▶ GOAL OF THE EXERCISE
Skip every image and restate the data word for word.

▶ MATERIAL SUPPLIED

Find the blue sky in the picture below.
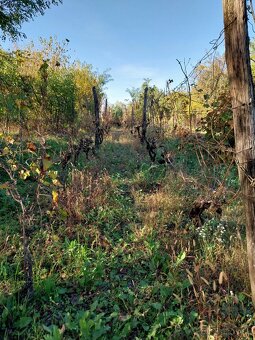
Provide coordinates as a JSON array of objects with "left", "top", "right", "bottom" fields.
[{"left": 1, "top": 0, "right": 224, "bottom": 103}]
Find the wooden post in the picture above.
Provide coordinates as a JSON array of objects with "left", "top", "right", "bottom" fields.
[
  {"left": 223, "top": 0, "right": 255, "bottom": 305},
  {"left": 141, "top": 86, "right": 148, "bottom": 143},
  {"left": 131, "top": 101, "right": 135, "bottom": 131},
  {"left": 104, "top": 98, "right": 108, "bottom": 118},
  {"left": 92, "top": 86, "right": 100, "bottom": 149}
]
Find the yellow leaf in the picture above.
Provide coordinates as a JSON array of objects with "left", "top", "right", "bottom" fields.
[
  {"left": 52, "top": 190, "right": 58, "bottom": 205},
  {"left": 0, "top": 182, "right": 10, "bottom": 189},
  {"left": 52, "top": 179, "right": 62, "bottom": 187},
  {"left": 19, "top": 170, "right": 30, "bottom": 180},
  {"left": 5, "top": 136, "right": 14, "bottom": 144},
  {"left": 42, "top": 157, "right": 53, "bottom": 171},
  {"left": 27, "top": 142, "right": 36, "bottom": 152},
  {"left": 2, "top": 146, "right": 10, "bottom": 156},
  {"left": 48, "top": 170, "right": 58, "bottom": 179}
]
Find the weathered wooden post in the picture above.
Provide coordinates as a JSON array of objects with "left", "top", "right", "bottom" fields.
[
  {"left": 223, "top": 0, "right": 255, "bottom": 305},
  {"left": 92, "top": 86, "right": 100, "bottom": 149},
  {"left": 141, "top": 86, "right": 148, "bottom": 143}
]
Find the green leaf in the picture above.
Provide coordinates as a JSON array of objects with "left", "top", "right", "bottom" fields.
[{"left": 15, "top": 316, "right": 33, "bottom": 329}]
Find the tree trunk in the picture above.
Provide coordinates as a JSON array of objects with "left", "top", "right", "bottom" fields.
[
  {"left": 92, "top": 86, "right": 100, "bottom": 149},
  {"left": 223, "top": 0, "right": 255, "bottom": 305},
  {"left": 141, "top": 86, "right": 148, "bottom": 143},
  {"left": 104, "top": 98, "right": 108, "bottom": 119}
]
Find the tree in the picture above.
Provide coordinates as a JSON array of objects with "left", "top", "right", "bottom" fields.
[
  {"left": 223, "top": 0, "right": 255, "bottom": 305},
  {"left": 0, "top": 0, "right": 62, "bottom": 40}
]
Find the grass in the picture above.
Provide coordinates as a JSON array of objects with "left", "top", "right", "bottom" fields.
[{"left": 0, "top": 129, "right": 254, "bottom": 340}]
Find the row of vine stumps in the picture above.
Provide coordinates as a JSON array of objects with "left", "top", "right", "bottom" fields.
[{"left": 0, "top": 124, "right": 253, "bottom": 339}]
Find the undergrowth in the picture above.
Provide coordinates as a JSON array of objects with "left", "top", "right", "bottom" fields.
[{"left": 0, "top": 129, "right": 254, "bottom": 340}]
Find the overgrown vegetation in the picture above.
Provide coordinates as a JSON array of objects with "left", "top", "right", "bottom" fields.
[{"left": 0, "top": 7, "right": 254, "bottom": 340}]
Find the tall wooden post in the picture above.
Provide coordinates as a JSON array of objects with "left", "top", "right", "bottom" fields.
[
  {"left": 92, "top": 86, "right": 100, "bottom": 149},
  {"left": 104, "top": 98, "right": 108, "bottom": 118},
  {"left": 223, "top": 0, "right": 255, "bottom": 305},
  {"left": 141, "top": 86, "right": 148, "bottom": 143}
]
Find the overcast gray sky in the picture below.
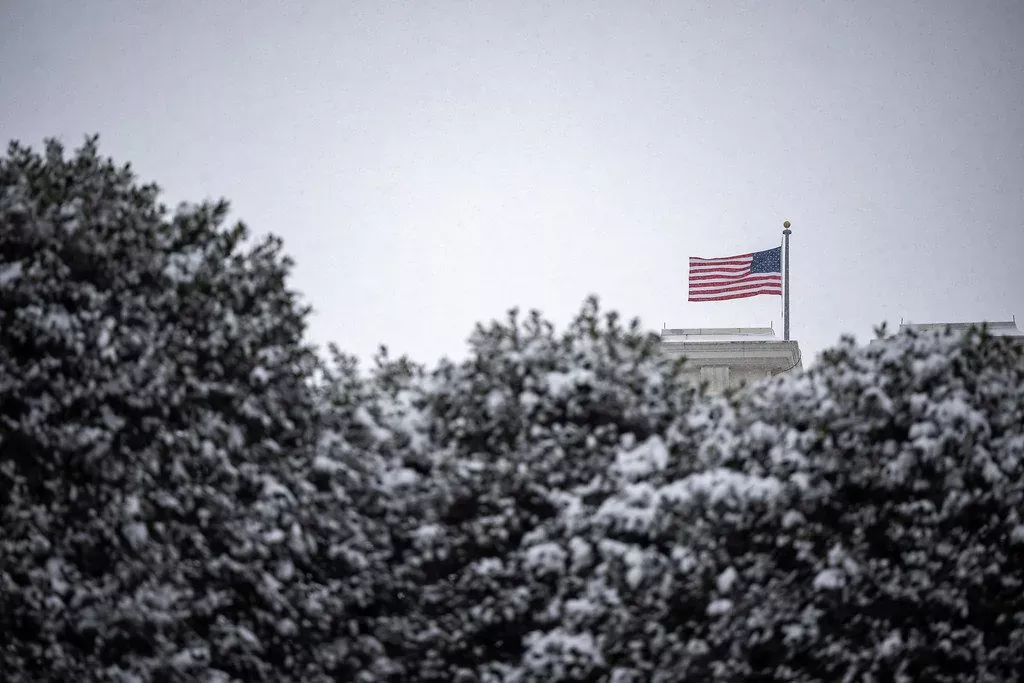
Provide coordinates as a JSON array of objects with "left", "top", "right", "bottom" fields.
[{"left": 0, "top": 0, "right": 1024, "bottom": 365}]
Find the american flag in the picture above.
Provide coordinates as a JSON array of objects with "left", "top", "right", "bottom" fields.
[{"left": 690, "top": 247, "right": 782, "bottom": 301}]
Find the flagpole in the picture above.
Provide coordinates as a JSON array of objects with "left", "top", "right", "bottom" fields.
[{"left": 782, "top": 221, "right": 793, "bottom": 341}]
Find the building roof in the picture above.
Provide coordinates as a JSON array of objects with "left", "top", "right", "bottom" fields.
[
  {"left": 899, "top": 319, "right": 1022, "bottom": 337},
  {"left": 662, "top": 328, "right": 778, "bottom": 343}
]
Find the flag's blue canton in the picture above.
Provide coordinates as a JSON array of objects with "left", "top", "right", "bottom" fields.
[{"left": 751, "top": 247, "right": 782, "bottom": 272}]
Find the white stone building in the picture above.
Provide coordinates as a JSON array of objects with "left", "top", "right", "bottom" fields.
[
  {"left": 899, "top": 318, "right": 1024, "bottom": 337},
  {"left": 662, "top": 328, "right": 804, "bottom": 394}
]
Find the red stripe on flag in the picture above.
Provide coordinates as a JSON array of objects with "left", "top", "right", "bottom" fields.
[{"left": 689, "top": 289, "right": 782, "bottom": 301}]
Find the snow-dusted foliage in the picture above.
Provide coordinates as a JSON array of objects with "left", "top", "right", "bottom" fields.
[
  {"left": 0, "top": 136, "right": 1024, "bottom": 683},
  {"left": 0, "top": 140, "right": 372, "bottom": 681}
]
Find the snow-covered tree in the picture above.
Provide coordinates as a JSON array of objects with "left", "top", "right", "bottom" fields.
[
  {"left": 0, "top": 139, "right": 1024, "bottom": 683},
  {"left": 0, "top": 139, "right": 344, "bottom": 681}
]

▶ COMPLETE RESPONSE
Find the blue sky in the picture below.
Provide coordinates as a JSON array of objects with "left", "top", "right", "bottom" fields.
[{"left": 1, "top": 0, "right": 224, "bottom": 103}]
Find the wooden post in the picture above.
Provide coordinates as a JSON array of objects with "left", "top", "right", "bottom" fields.
[
  {"left": 223, "top": 0, "right": 255, "bottom": 305},
  {"left": 141, "top": 86, "right": 148, "bottom": 143},
  {"left": 131, "top": 101, "right": 135, "bottom": 131},
  {"left": 104, "top": 98, "right": 108, "bottom": 118},
  {"left": 92, "top": 86, "right": 100, "bottom": 149}
]
Find the yellow leaf in the picture above.
Provide coordinates as a JSON array of objects with "left", "top", "right", "bottom" fields.
[
  {"left": 52, "top": 190, "right": 58, "bottom": 205},
  {"left": 0, "top": 182, "right": 10, "bottom": 189},
  {"left": 52, "top": 179, "right": 62, "bottom": 187},
  {"left": 19, "top": 170, "right": 30, "bottom": 180},
  {"left": 5, "top": 136, "right": 14, "bottom": 144},
  {"left": 42, "top": 157, "right": 53, "bottom": 171},
  {"left": 27, "top": 142, "right": 36, "bottom": 152},
  {"left": 2, "top": 146, "right": 10, "bottom": 156},
  {"left": 48, "top": 170, "right": 58, "bottom": 179}
]
Find the weathered wooden post in the picture above.
Provide coordinates as a JSON array of objects with "left", "top", "right", "bottom" fields.
[
  {"left": 223, "top": 0, "right": 255, "bottom": 305},
  {"left": 92, "top": 86, "right": 100, "bottom": 149},
  {"left": 141, "top": 86, "right": 148, "bottom": 143}
]
Find the green leaf in the picture above.
Provide coordinates as a JSON array of objects with "left", "top", "right", "bottom" fields.
[{"left": 15, "top": 316, "right": 33, "bottom": 329}]
Find the tree trunk in the picture above.
Provide coordinates as a JSON array of objects with "left", "top", "right", "bottom" fields.
[
  {"left": 92, "top": 86, "right": 100, "bottom": 149},
  {"left": 223, "top": 0, "right": 255, "bottom": 305},
  {"left": 141, "top": 86, "right": 148, "bottom": 143},
  {"left": 104, "top": 98, "right": 108, "bottom": 119}
]
Find the tree in the picture above.
Provide coordinates as a JSON array of objects with "left", "top", "right", "bottom" fields.
[
  {"left": 223, "top": 0, "right": 255, "bottom": 305},
  {"left": 0, "top": 0, "right": 62, "bottom": 40}
]
Find the grass in the picture above.
Provide coordinates as a JSON array of objects with "left", "top", "right", "bottom" fields.
[{"left": 0, "top": 129, "right": 254, "bottom": 340}]
Find the row of vine stumps in the picture above.
Provide coordinates as a JSON array of objects with "left", "top", "right", "bottom" fields.
[{"left": 0, "top": 124, "right": 253, "bottom": 339}]
Find the undergrowth in the picture above.
Provide coordinates as a JSON array of objects with "left", "top", "right", "bottom" fields.
[{"left": 0, "top": 129, "right": 254, "bottom": 340}]
Find the overgrown vegetation in the picture above.
Provide coordinates as a JSON array of objects with "left", "top", "right", "bottom" fields.
[{"left": 0, "top": 7, "right": 254, "bottom": 340}]
Find the tall wooden post in the picture above.
Provide coordinates as a JSON array of objects with "left", "top", "right", "bottom" fields.
[
  {"left": 92, "top": 86, "right": 100, "bottom": 149},
  {"left": 104, "top": 98, "right": 108, "bottom": 118},
  {"left": 223, "top": 0, "right": 255, "bottom": 305},
  {"left": 141, "top": 86, "right": 148, "bottom": 143}
]
Find the overcast gray sky in the picture below.
Provide coordinates as a JSON array of objects with "left", "top", "right", "bottom" fields.
[{"left": 0, "top": 0, "right": 1024, "bottom": 365}]
Find the american flag in the picture above.
Provide coordinates as a JSON array of objects with "left", "top", "right", "bottom" fields.
[{"left": 690, "top": 247, "right": 782, "bottom": 301}]
Find the flagpole in the picture above.
Provide coordinates as a JSON array of objects with "left", "top", "right", "bottom" fields.
[{"left": 782, "top": 221, "right": 793, "bottom": 341}]
Find the building roof in the picture above.
Provide coordinates as a JSON array of objects with "left", "top", "right", "bottom" fields.
[
  {"left": 899, "top": 319, "right": 1022, "bottom": 337},
  {"left": 662, "top": 328, "right": 778, "bottom": 343}
]
Find the flag's blue canton in the picture above.
Provide coordinates as a JSON array of objects with "left", "top", "right", "bottom" fields.
[{"left": 751, "top": 247, "right": 782, "bottom": 272}]
Find the white stone building in the picture above.
Provide coordinates as a JSON array of objects with "left", "top", "right", "bottom" fields.
[
  {"left": 899, "top": 318, "right": 1024, "bottom": 337},
  {"left": 662, "top": 328, "right": 804, "bottom": 394}
]
Find the red stripe on flag in the picture above.
Provide coordinates as a JSON array of objects with "left", "top", "right", "bottom" fields.
[{"left": 689, "top": 289, "right": 782, "bottom": 301}]
Find the snow-dusted foliage in the picture above.
Provide coordinates as a JSON array of objects with "left", "top", "right", "bottom" fields.
[
  {"left": 0, "top": 136, "right": 1024, "bottom": 683},
  {"left": 0, "top": 140, "right": 372, "bottom": 681}
]
Find the snow-covered tree in the picture above.
Provide coordinates as a JSON array of objects with "left", "top", "right", "bottom" fields.
[
  {"left": 0, "top": 139, "right": 1024, "bottom": 683},
  {"left": 0, "top": 139, "right": 344, "bottom": 681}
]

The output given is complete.